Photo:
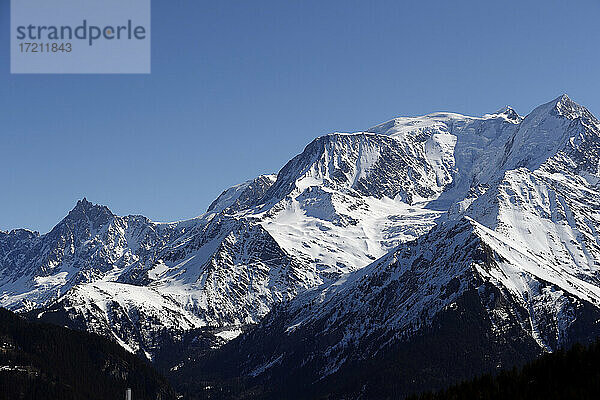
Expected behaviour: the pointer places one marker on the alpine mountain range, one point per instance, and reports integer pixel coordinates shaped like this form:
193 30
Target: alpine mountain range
422 251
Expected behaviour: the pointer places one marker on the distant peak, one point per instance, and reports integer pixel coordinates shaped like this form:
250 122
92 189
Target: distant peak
93 211
509 112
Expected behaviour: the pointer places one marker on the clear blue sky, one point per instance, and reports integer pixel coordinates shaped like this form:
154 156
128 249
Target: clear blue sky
::::::::::
About this exercise.
Your copy should hold all the data word for word. It should hold no pictures.

Result of the exercise.
Photo:
Expected behaviour: the pointer places one marker on the alpine mountain range, one point per instance, and reports integer pixel coordinates shaped like this form:
193 30
Target: alpine mountain range
422 251
Expected behaviour: the pointer places one marker on the distant peak, one point per instance, and reports integer pixel coordinates shaped like this form:
250 122
92 189
Target: distant peak
93 211
509 112
Expected behaviour: the pointer places one marker on the clear blue sky, one point per instance, and reports integer pixel coordinates shaped like this form:
154 156
128 249
Target: clear blue sky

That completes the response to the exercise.